### GIVEN PROBLEM
Which lines in the records below contain the word "teeth"? Collect each of them.

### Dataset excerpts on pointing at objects
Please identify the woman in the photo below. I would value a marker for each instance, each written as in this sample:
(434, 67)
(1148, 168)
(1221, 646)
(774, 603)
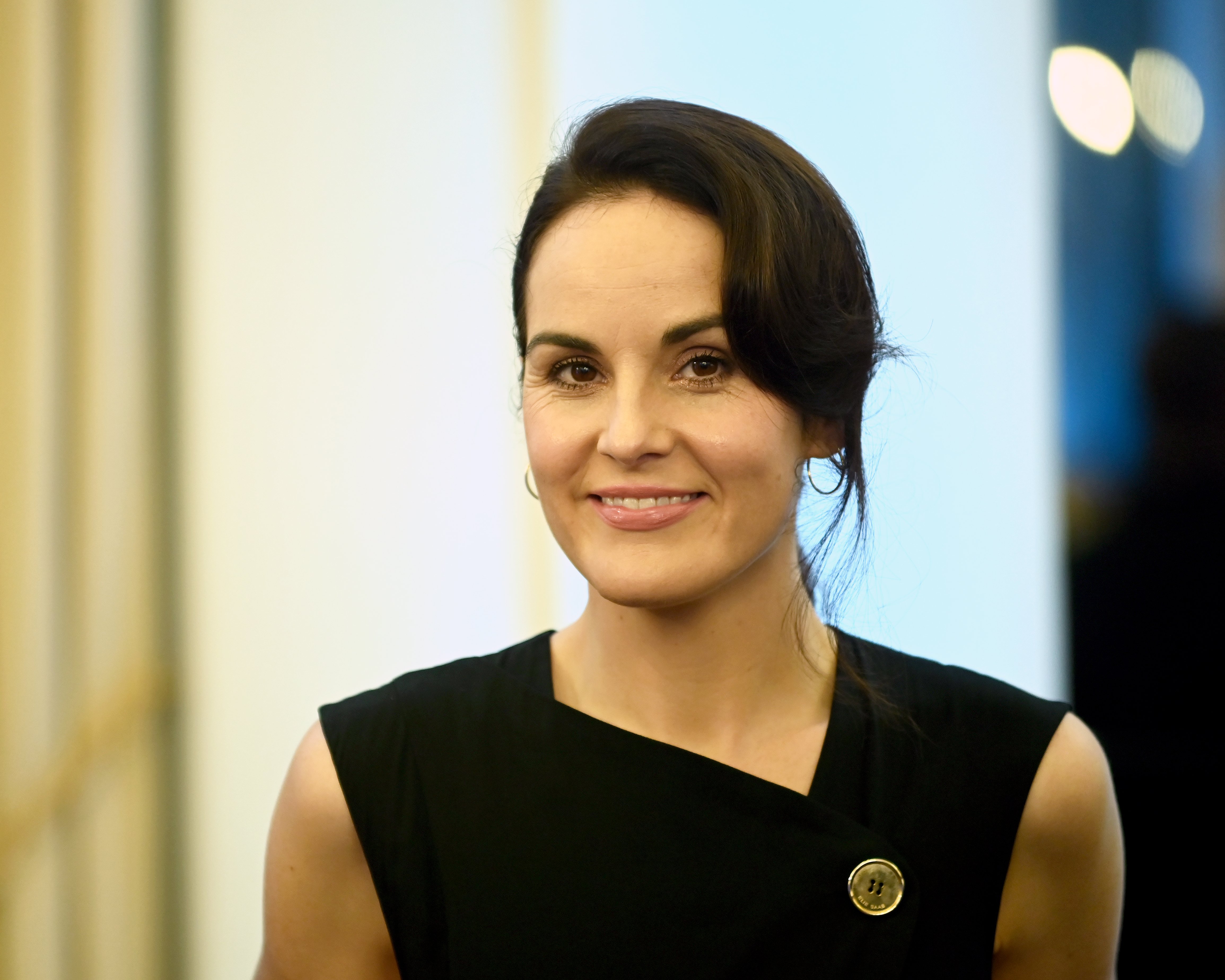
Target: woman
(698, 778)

==

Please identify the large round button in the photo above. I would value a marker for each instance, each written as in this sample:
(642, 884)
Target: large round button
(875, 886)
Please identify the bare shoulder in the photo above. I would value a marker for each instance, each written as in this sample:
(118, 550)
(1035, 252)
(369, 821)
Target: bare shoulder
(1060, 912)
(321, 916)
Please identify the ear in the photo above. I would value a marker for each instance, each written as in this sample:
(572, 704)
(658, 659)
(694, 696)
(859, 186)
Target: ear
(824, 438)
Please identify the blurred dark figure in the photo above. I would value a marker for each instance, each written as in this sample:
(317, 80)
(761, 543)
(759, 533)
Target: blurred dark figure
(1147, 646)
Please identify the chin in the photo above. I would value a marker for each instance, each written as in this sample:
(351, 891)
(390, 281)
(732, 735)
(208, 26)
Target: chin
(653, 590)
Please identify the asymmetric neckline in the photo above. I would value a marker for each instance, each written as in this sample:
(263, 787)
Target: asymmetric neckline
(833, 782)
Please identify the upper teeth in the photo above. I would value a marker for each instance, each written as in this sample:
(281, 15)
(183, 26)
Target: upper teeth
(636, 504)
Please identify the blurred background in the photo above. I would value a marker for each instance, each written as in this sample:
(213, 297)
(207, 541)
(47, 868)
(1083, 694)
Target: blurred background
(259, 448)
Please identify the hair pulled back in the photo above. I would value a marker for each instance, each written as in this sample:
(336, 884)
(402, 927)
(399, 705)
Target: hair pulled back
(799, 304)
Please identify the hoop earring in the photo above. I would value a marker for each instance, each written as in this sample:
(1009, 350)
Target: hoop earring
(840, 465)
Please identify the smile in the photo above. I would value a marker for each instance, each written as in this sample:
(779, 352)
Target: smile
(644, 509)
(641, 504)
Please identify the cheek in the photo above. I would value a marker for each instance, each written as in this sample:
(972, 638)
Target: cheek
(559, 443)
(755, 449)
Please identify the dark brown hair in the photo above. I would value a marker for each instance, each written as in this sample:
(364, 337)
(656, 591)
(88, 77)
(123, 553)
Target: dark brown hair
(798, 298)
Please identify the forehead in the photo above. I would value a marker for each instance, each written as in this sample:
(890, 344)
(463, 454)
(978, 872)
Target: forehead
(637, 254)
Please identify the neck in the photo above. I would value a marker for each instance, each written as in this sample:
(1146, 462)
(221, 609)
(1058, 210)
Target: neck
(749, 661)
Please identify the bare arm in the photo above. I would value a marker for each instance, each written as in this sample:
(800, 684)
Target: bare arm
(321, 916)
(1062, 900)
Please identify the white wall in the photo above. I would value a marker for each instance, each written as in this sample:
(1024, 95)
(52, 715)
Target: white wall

==

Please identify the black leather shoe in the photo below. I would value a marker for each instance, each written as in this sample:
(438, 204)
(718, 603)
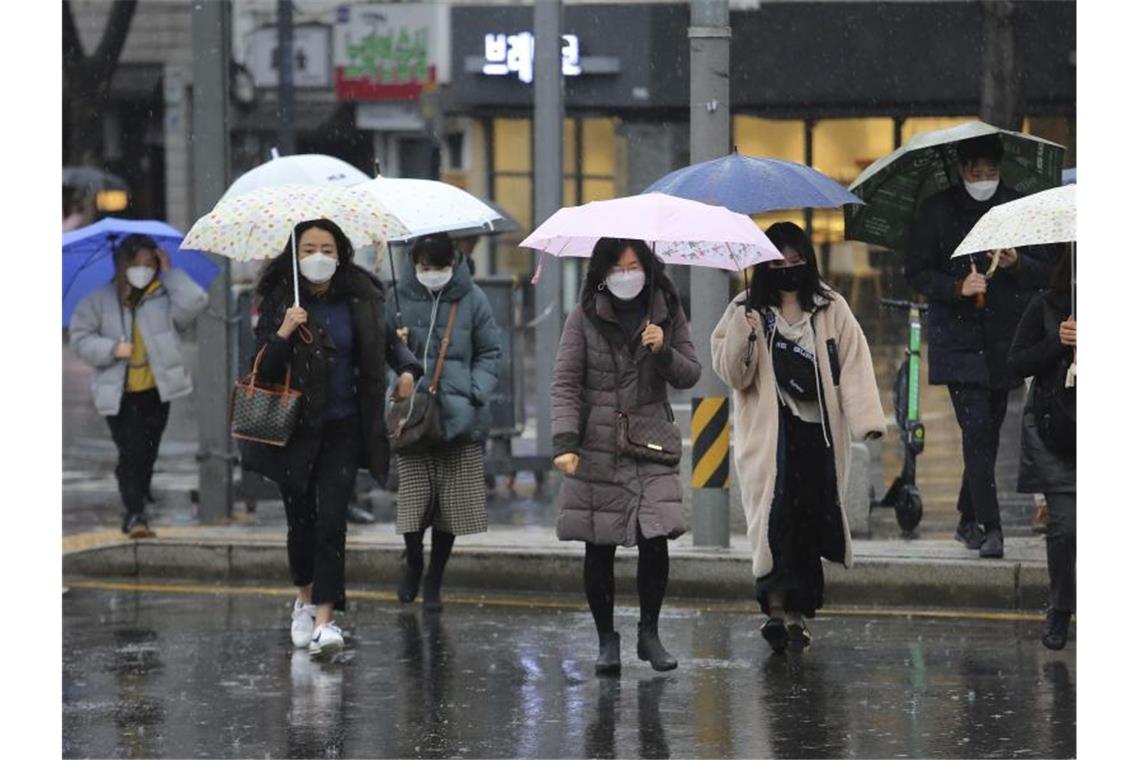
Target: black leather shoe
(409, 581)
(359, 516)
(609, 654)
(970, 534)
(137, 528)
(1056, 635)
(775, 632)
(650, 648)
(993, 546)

### RESPONSE TO THE EXERCISE
Please identify the upper teeth in the photo above. I would value a marker for each instance, each written as in this sample:
Target: upper teeth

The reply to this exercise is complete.